(Records excerpted from a collection)
════════════════════

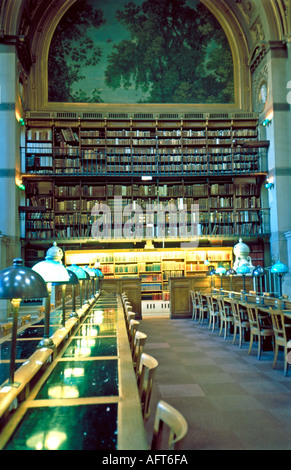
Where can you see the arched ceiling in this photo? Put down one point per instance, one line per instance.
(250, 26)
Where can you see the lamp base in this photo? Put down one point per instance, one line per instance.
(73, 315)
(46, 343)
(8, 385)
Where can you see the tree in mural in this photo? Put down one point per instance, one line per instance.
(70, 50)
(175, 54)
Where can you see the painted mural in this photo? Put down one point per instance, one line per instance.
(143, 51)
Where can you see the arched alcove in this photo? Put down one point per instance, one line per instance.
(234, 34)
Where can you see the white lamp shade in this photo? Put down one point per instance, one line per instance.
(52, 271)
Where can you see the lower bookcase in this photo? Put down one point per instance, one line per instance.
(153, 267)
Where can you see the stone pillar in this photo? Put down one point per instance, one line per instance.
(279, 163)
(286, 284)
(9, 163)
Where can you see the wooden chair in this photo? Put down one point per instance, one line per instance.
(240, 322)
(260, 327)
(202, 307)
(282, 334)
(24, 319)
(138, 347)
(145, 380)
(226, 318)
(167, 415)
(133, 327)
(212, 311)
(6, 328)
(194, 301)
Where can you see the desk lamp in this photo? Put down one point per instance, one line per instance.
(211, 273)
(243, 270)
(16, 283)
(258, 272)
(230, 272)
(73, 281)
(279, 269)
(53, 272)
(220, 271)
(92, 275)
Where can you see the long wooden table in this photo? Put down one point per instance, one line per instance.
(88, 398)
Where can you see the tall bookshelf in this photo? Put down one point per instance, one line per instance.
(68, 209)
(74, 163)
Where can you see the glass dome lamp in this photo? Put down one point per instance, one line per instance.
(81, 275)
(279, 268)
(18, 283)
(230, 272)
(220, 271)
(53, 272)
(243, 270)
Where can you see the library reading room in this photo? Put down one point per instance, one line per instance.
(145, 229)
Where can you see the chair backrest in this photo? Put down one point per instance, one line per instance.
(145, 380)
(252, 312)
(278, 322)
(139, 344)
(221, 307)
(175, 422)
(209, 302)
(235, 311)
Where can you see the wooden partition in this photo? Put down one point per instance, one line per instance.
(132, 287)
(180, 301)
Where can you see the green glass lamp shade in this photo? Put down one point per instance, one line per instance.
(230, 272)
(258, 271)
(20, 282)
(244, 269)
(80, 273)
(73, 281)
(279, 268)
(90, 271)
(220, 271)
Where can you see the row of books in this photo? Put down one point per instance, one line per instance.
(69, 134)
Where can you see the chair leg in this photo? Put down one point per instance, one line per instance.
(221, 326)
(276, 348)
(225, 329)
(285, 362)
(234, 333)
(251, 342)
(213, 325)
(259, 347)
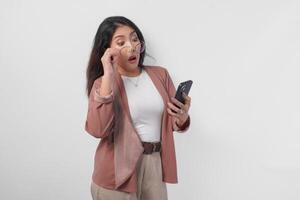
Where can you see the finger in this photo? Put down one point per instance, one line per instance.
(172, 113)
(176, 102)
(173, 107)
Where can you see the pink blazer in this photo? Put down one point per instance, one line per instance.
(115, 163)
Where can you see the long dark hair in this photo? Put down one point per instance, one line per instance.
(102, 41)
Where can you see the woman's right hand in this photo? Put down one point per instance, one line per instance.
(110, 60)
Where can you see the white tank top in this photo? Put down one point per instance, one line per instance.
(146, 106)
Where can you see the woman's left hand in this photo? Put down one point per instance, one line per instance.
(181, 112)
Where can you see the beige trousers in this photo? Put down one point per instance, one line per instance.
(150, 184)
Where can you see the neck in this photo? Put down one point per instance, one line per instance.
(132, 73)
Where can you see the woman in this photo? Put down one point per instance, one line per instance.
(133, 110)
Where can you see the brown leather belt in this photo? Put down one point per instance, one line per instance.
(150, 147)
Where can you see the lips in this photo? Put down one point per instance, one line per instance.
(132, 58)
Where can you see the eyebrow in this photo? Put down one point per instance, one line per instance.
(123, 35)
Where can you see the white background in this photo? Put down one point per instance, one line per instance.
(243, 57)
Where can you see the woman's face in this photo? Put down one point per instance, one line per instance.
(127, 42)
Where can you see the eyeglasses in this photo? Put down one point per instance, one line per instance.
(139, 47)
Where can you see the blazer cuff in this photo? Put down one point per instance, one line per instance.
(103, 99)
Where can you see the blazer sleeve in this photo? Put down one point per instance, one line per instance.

════════════════════

-- Try it --
A faithful, complete copy of the records above is required, one that contains no pictures.

-- Answer to this task --
Where can you see the arched ceiling in this photo? Put down one point per instance, one line per instance.
(250, 26)
Where can you see the lamp base in this photo? Put down one point per instance, one line per instance.
(73, 315)
(46, 343)
(8, 385)
Where can you see the tree in mural in this photo? Put down one point per instance, one line per instance.
(70, 50)
(175, 54)
Where can you see the painted mural in this photo? Put down one point per instance, one line per instance.
(143, 51)
Where can you see the arched alcove in this photo? Put down one point per instance, one line per instance.
(234, 34)
Where can you see the white lamp shade in this photo? Put down one point per instance, one line per instance.
(52, 271)
Where can you see the lower bookcase in this photo? Put down one point per instance, one line per instance.
(153, 267)
Where can you see the stone pillar in this photo? Put down one point per instance, one line per instance.
(279, 163)
(286, 284)
(9, 163)
Where can you see the wooden chair in this photo? Put down one point per instance, one line per instance.
(240, 322)
(260, 327)
(202, 307)
(282, 334)
(24, 319)
(138, 347)
(145, 380)
(226, 318)
(167, 415)
(133, 327)
(212, 311)
(6, 328)
(194, 301)
Where can you see the desk lamp in this photo? Put down one point per instance, one line per instance.
(211, 273)
(243, 270)
(16, 283)
(258, 272)
(230, 272)
(73, 281)
(279, 269)
(53, 272)
(220, 271)
(92, 275)
Where can you see the long wooden table in this photo? Put down one point per instance, one line per instance.
(88, 398)
Where can you see the tall bookshelf in this photo? Put down one point per instance, one line per instance.
(68, 209)
(74, 163)
Where can you see the glass dome lamp in this photo? Put down one point per instance, one line per instance.
(81, 275)
(279, 268)
(18, 283)
(230, 272)
(220, 271)
(53, 272)
(243, 270)
Where can you see the library reading room in this photo? Put down one point per instance, one line per instance.
(145, 229)
Where can you see the chair backrest in this photo? Put down one point per instance, one line per instance.
(145, 380)
(252, 312)
(278, 322)
(139, 344)
(221, 307)
(175, 422)
(209, 302)
(235, 311)
Where can you see the wooden partition in this photo? Put down one point per instance, one line per instance.
(132, 287)
(180, 301)
Where can you see the green glass lamp shade in this photo? Put down one point per instance, one line per instance.
(230, 272)
(258, 271)
(20, 282)
(244, 269)
(80, 273)
(73, 281)
(279, 268)
(90, 271)
(220, 271)
Where can you see the row of books in this photo? Put down one point per instance, one line per instance.
(69, 134)
Where can you see the chair leg in this photo? Put down one point per instance, one line per instance.
(221, 326)
(276, 348)
(225, 329)
(285, 362)
(234, 333)
(251, 342)
(213, 325)
(259, 347)
Where can you see the finger in this photo? Put down one point per instance, one line per instance.
(172, 113)
(176, 102)
(173, 107)
Where can you see the pink blazer in this photo? Put down one point per instance, one line per instance.
(115, 163)
Where can you see the long dark hair in this photo? Put down one point per instance, one line per instance.
(102, 41)
Where can you see the woman's right hand in this photo? Put down one point per instance, one line per instance.
(110, 60)
Where can you see the white tank top in this photo? Put down one point per instance, one line per instance.
(146, 106)
Where can you see the woman's left hand in this photo? Put down one point per instance, one line per instance.
(181, 112)
Where can you see the beige trousers in this photo? Put down one point per instance, one line per instance.
(150, 184)
Where can you see the neck in this photo? Put down one point per instance, one line per instance.
(132, 73)
Where can you see the woman in this photo? Put down one point per instance, one line per instance.
(133, 110)
Where can you see the brown leather belt in this photo? Put down one point per instance, one line per instance.
(150, 147)
Where can you see the lips in this photo? Put down one point per instance, one line per instance.
(132, 58)
Where can you see the eyebrow in this photo? Put down one point per instance, one line per instance.
(123, 35)
Where can you see the white background in this photo? Put down one point per instance, one line per instance.
(243, 57)
Where can you see the woman's face in this photo? Put down one point per instance, one line per instance.
(127, 42)
Where can you see the eyeglasses in this photo? Put down one point per instance, one line per instance.
(139, 47)
Where can you see the blazer cuff in this photo? Put down one point per instance, one line per instance.
(103, 99)
Where can you see the blazer sleeve in this photo? Put down one point per instance, one line per instance.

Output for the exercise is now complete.